** Set exercise **
Reproduce every line of the listing below without changing anything.

Stored entries
'''
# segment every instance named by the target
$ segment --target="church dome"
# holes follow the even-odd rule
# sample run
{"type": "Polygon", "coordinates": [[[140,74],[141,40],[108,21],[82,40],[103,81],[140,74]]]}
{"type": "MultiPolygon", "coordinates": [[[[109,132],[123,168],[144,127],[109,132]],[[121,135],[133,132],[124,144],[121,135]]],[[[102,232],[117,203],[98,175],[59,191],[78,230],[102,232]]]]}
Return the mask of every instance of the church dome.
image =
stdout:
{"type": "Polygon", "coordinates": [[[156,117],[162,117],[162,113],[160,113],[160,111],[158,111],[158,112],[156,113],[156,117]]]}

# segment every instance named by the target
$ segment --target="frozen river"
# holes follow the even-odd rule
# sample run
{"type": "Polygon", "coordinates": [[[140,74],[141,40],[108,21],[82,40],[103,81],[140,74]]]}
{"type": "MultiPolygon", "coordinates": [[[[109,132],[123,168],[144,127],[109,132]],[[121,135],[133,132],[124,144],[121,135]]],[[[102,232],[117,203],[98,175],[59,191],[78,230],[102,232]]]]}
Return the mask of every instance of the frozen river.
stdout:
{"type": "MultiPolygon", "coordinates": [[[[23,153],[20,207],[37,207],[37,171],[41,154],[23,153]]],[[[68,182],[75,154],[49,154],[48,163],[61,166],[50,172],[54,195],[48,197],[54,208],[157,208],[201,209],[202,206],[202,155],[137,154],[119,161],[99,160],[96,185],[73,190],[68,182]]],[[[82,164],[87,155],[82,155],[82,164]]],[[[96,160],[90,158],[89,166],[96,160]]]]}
'''
** Response to the exercise **
# segment every instance named by the target
$ segment --target="church dome"
# holes follow the even-odd rule
# sample run
{"type": "Polygon", "coordinates": [[[140,74],[141,40],[108,21],[82,40],[103,81],[140,74]]]}
{"type": "MultiPolygon", "coordinates": [[[[109,132],[123,168],[144,127],[109,132]],[[121,135],[133,132],[124,144],[121,135]]],[[[102,232],[117,203],[98,175],[59,191],[78,230],[102,232]]]]}
Return the mask of every instance of the church dome.
image =
stdout:
{"type": "Polygon", "coordinates": [[[156,117],[162,117],[162,113],[160,113],[160,111],[158,111],[158,112],[156,113],[156,117]]]}

# segment every instance named by the target
$ segment --target="frozen river"
# holes follow the even-odd rule
# sample run
{"type": "Polygon", "coordinates": [[[140,74],[141,40],[108,21],[82,40],[103,81],[140,74]]]}
{"type": "MultiPolygon", "coordinates": [[[[109,132],[123,168],[144,127],[109,132]],[[121,135],[133,132],[124,144],[121,135]]],[[[102,232],[117,203],[98,175],[59,191],[78,230],[102,232]]]]}
Return the mask of every instance of the frozen river.
stdout:
{"type": "MultiPolygon", "coordinates": [[[[23,153],[20,207],[37,207],[37,171],[41,154],[23,153]]],[[[68,182],[75,154],[49,154],[48,163],[61,166],[50,172],[54,195],[48,197],[54,208],[157,208],[201,209],[202,206],[202,155],[137,154],[119,161],[99,160],[96,185],[73,190],[68,182]]],[[[82,164],[87,155],[82,155],[82,164]]],[[[96,160],[90,158],[89,166],[96,160]]]]}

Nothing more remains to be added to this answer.